• [EXERCISE REQUIREMENTS]: Pictures are to be left out, and the rest of the records reproduced exactly.

======== DATA FOR ANALYSIS ========

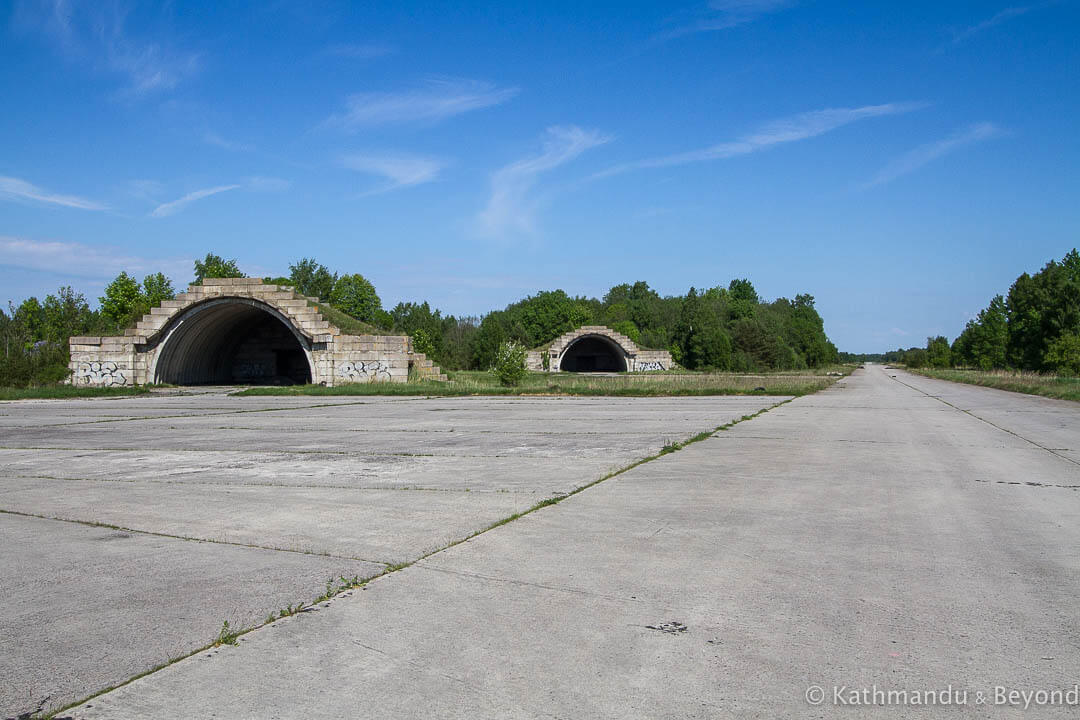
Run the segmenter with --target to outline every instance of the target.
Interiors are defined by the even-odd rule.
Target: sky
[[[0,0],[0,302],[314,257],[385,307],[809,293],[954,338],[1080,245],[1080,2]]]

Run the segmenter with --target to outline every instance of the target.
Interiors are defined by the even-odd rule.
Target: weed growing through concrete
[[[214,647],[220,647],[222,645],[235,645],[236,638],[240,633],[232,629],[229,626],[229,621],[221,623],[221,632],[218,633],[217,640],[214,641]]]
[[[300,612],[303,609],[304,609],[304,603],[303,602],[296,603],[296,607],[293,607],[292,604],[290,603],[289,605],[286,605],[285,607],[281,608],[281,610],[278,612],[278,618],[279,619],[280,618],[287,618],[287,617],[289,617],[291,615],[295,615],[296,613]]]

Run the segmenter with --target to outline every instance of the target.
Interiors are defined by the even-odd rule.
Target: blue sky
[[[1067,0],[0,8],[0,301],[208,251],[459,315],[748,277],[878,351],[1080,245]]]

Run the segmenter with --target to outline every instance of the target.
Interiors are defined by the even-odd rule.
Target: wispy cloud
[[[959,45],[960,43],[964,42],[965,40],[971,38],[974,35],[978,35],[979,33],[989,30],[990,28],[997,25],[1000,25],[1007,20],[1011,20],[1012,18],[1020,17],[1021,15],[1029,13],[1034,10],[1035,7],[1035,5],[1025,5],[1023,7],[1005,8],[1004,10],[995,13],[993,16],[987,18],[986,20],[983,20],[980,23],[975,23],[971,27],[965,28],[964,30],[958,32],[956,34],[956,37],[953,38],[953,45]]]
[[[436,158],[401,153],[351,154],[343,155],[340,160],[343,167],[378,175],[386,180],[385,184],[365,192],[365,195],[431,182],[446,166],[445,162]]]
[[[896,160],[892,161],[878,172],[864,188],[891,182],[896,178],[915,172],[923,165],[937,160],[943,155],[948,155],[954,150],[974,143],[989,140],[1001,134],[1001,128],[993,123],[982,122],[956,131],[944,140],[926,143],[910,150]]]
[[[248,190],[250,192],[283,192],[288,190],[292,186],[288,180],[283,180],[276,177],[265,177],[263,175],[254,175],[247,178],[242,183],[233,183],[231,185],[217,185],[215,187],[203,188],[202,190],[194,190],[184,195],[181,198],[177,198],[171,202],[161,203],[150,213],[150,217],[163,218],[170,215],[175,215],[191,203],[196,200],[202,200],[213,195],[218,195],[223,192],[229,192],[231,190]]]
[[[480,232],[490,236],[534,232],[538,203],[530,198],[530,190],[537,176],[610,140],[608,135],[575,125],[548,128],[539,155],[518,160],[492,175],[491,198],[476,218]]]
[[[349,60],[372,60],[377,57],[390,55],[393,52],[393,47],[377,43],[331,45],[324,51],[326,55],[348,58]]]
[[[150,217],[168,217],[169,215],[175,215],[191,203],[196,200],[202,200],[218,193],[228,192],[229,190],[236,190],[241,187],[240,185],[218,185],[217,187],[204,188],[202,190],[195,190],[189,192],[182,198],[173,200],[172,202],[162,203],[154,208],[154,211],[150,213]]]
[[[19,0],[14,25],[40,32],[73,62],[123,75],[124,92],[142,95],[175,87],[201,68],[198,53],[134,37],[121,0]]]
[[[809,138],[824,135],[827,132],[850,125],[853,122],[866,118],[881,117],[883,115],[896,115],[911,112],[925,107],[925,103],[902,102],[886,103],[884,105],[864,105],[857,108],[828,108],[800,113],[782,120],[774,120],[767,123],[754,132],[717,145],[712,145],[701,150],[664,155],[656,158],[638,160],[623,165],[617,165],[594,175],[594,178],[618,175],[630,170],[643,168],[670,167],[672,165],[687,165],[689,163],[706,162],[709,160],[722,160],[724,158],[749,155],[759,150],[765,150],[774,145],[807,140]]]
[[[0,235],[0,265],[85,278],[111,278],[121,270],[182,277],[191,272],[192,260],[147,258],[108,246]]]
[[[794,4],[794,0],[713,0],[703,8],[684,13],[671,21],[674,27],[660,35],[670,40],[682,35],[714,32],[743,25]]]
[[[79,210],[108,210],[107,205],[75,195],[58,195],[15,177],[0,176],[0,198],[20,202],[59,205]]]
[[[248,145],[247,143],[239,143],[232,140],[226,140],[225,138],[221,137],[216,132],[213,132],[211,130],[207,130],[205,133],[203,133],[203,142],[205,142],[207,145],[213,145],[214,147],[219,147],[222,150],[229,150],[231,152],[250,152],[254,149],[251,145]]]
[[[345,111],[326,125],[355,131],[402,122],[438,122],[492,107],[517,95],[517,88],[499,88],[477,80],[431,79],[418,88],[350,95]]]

========

• [RESPONSE TO THIS EXERCISE]:
Run the segmenter with --target to outline every instance of the target.
Interiors are defined by the even-odd rule.
Target: sky
[[[0,0],[0,302],[314,257],[385,307],[809,293],[954,338],[1080,245],[1080,2]]]

Run the segmenter with --target to outline every instance of the target.
Interiors are defined by the even-odd rule.
Target: weed growing through concrete
[[[214,647],[220,647],[222,645],[235,645],[236,638],[240,633],[232,629],[229,626],[229,621],[221,623],[221,632],[218,633],[217,640],[214,641]]]
[[[300,612],[303,609],[304,609],[304,603],[303,602],[296,603],[296,607],[293,607],[292,604],[290,603],[289,605],[286,605],[285,607],[281,608],[281,610],[278,612],[278,618],[279,619],[280,618],[287,618],[287,617],[289,617],[291,615],[295,615],[296,613]]]

Run the segmenter with --target to outline every instance of the target.
Interiors are defined by the even-odd rule.
Target: blue sky
[[[1067,0],[0,8],[0,301],[208,251],[459,315],[748,277],[878,351],[1080,245]]]

Run the segmenter with --target to outline every instance of the target.
Interiors are defined by the even-odd rule.
Target: wispy cloud
[[[959,45],[960,43],[964,42],[965,40],[971,38],[974,35],[978,35],[979,33],[989,30],[990,28],[997,25],[1000,25],[1007,20],[1011,20],[1012,18],[1020,17],[1021,15],[1029,13],[1034,10],[1035,7],[1035,5],[1025,5],[1023,7],[1005,8],[1004,10],[995,13],[993,16],[987,18],[986,20],[983,20],[980,23],[975,23],[971,27],[965,28],[964,30],[958,32],[956,34],[956,37],[953,38],[953,45]]]
[[[436,158],[401,153],[351,154],[343,155],[340,160],[343,167],[378,175],[386,180],[385,184],[365,192],[365,195],[431,182],[446,166],[445,162]]]
[[[896,160],[892,161],[878,172],[864,188],[891,182],[896,178],[915,172],[923,165],[937,160],[943,155],[948,155],[954,150],[974,143],[989,140],[1001,134],[1001,128],[993,123],[982,122],[956,131],[944,140],[926,143],[910,150]]]
[[[248,190],[250,192],[283,192],[288,190],[292,186],[288,180],[283,180],[276,177],[265,177],[263,175],[254,175],[247,178],[242,183],[233,183],[231,185],[217,185],[215,187],[203,188],[202,190],[194,190],[184,195],[181,198],[177,198],[171,202],[161,203],[150,213],[150,217],[163,218],[170,215],[175,215],[191,203],[196,200],[202,200],[213,195],[218,195],[223,192],[229,192],[231,190]]]
[[[480,232],[490,236],[534,232],[538,203],[530,198],[530,190],[537,176],[610,140],[608,135],[575,125],[548,128],[539,155],[518,160],[492,175],[491,198],[476,218]]]
[[[349,60],[372,60],[377,57],[390,55],[393,52],[393,47],[377,43],[331,45],[324,51],[326,55],[348,58]]]
[[[150,217],[168,217],[169,215],[175,215],[191,203],[196,200],[202,200],[218,193],[228,192],[229,190],[236,190],[241,187],[240,185],[218,185],[217,187],[204,188],[202,190],[195,190],[189,192],[182,198],[173,200],[172,202],[162,203],[154,208],[154,211],[150,213]]]
[[[19,0],[14,25],[40,32],[73,62],[123,75],[124,92],[142,95],[175,87],[201,68],[198,53],[134,37],[121,0]]]
[[[809,138],[824,135],[827,132],[850,125],[853,122],[866,118],[881,117],[883,115],[896,115],[911,112],[925,107],[925,103],[902,102],[886,103],[884,105],[864,105],[857,108],[828,108],[800,113],[782,120],[774,120],[767,123],[754,132],[717,145],[712,145],[701,150],[664,155],[656,158],[638,160],[623,165],[617,165],[594,175],[594,178],[618,175],[630,170],[643,168],[670,167],[672,165],[687,165],[689,163],[706,162],[709,160],[722,160],[724,158],[749,155],[759,150],[765,150],[774,145],[807,140]]]
[[[0,235],[0,265],[85,278],[111,278],[121,270],[182,277],[191,272],[192,260],[147,258],[108,246]]]
[[[794,4],[794,0],[713,0],[703,8],[684,13],[671,21],[674,27],[660,35],[670,40],[682,35],[714,32],[743,25]]]
[[[79,210],[108,210],[107,205],[75,195],[58,195],[15,177],[0,176],[0,198],[20,202],[59,205]]]
[[[248,145],[247,143],[239,143],[232,140],[226,140],[225,138],[221,137],[216,132],[213,132],[211,130],[207,130],[205,133],[203,133],[203,142],[205,142],[207,145],[213,145],[214,147],[219,147],[222,150],[229,150],[231,152],[250,152],[254,149],[251,145]]]
[[[345,111],[326,125],[355,131],[402,122],[438,122],[492,107],[517,95],[517,88],[499,88],[477,80],[431,79],[418,88],[350,95]]]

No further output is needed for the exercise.